▶ [SELECTED EXTRACT]
Alexandra Konstantinovna Kosteniuk (; born 23 April 1984) is a Swiss chess grandmaster who is the former Women's World Rapid Chess Champion in 2021, and the former Women's World Chess Champion from 2008 to 2010. She was European women's champion in 2004 and a two-time Russian Women's Chess Champion (in 2005 and 2016). Kosteniuk won the team gold medal playing for Russia at the Women's Chess Olympiads of 2010, 2012 and 2014; the Women's World Team Chess Championship of 2017; and the Women's European Team Chess Championships of 2007, 2009, 2011, 2015 and 2017; and the Women's Chess World Cup 2021. In 2022, due to the Russian invasion of Ukraine, she switched to FIDE, and as of March 2023 she represents Switzerland.

Chess career
Kosteniuk learned to play chess at the age of five after being taught by her father. She graduated in 2003 from the Russian State Academy of Physical Education in Moscow as a certified professional chess trainer.

1994
Alexandra won the girls under 10 division of the European Youth Chess Championship.

1996
Alexandra won the girls under 12 title at both the European Youth Championships and World Youth Chess Championships. At twelve years old she also became the Russian women's champion in rapid chess.

▶ [INFORMATION SHOWN]
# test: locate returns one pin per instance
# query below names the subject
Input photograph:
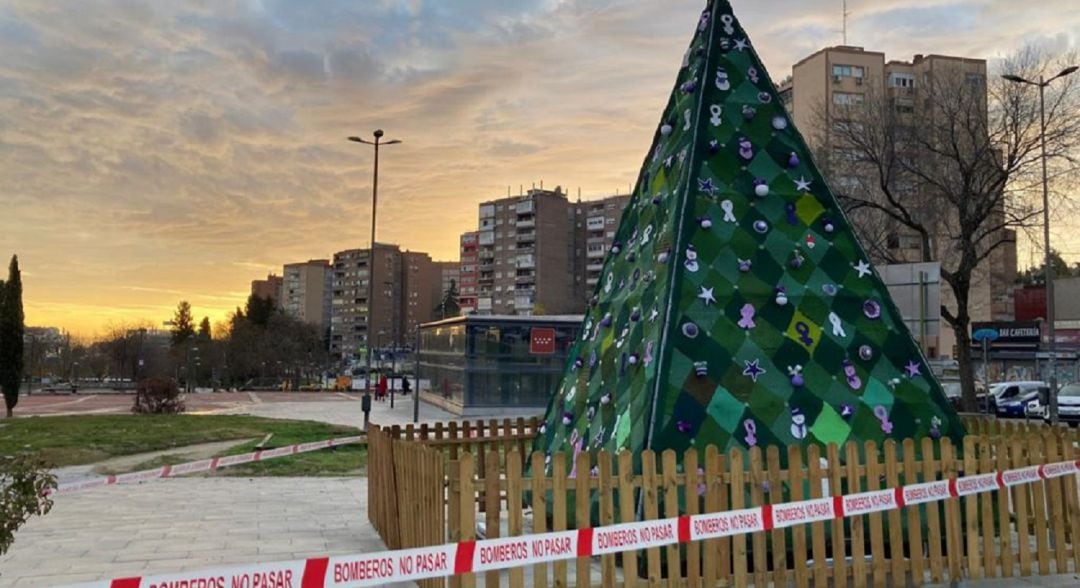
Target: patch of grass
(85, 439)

* * *

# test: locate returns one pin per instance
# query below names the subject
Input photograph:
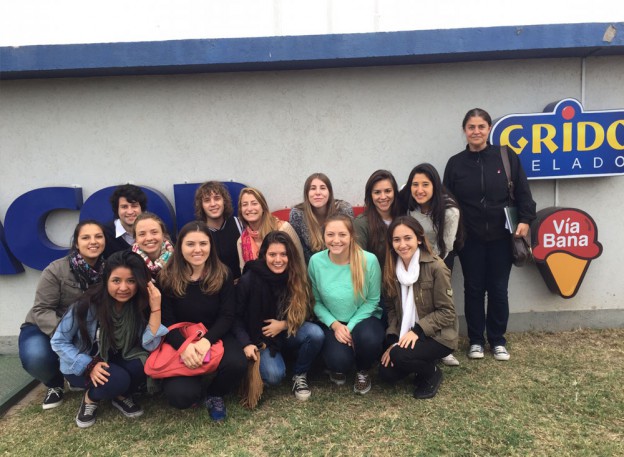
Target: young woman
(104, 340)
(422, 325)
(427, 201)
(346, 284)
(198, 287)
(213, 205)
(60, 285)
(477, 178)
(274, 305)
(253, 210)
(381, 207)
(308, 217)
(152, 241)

---

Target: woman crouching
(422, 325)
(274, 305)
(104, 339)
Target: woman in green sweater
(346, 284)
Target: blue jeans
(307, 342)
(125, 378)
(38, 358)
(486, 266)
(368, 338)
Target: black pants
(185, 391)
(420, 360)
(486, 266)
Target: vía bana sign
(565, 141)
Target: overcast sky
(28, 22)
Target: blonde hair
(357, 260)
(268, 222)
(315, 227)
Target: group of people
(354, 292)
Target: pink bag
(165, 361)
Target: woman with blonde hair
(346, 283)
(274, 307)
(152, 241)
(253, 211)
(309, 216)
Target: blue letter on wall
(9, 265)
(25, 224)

▶ [GIVEN REQUEST A]
Can you condense the paragraph of the Kosteniuk biography that begins "Alexandra Konstantinovna Kosteniuk" into a short bulleted list of its main facts?
▶ [GIVEN REQUEST B]
Could you carry on the Kosteniuk biography from its last sentence?
The items come from a different source than the Kosteniuk biography.

▶ [WRITTEN REPLY A]
- Swiss chess grandmaster, born 23 April 1984
- Women's World Chess Champion from 2008 to 2010 and Women's World Rapid Chess Champion in 2021
- European women's champion in 2004 and Russian Women's Chess Champion in 2005 and 2016
- Team gold for Russia at the Women's Chess Olympiads of 2010, 2012 and 2014, the Women's World Team Chess Championship of 2017, and the Women's European Team Chess Championships of 2007, 2009, 2011, 2015 and 2017
- Won the Women's Chess World Cup 2021
- Switched to FIDE in 2022 because of the Russian invasion of Ukraine, and has represented Switzerland as of March 2023

▶ [WRITTEN REPLY B]
2001

In 2001, at the age of 17, she reached the final of the World Women's Chess Championship won by Zhu Chen.

2001-2004
Kosteniuk became European women's champion by winning the tournament in Dresden, Germany. As she achieved this with a performance rating above 2600, she was awarded the grandmaster title in November 2004, becoming the tenth woman to receive the highest title of the World Chess Federation (FIDE). Before that, she had also obtained the titles of Woman Grandmaster in 1998 and International Master in 2000.

2005

Kosteniuk won the Russian Women's Championship.

2006-2008

In August, she became the first Chess960 women's world champion after beating Germany's top female player Elisabeth Pähtz by 5½–2½. She defended that title successfully in 2008 by beating Kateryna Lahno  However, her greatest success so far has been to win the Women's World Chess Championship 2008, beating in the final the young Chinese prodigy Hou Yifan with a score of  Later in the same year, she won the women's individual blitz event of the 2008 World Mind Sports Games in Beijing.

2010

In the Women's World Chess Championship 2010 she was eliminated in the third round by the eventual runner-up, Ruan Lufei, and thus lost her title.

2013

In 2013, Kosteniuk became the first woman to win the men’s (i.e. universal) Swiss Chess Championship. She also won the women Swiss champion title.

2014

In 2014, she tied for first place with Kateryna Lagno in the Women's World Rapid Championship, which was held in Khanty-Mansiysk, and took the silver medal on tiebreak, as Lagno won the direct encounter.

2015

In 2015 Kosteniuk won the European–ACP Women's Rapid Championship in Kutaisi. In July of the same year, she lost the Swiss championship playoff to Vadim Milov, and was declared women's Swiss champion.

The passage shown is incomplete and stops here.